## AIM OF THE TASK:
Give the entries below as a JSON list of strings, with each line as its own string and any blank lines left out.

## STORED RECORDS:
========================
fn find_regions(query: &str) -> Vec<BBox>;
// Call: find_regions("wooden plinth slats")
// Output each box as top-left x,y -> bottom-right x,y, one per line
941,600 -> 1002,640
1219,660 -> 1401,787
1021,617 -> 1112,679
========================
## WRITTEN SOLUTION:
[
  "fn find_regions(query: &str) -> Vec<BBox>;",
  "// Call: find_regions(\"wooden plinth slats\")",
  "// Output each box as top-left x,y -> bottom-right x,y, one per line",
  "941,600 -> 1002,640",
  "1219,660 -> 1401,787",
  "1021,617 -> 1112,679"
]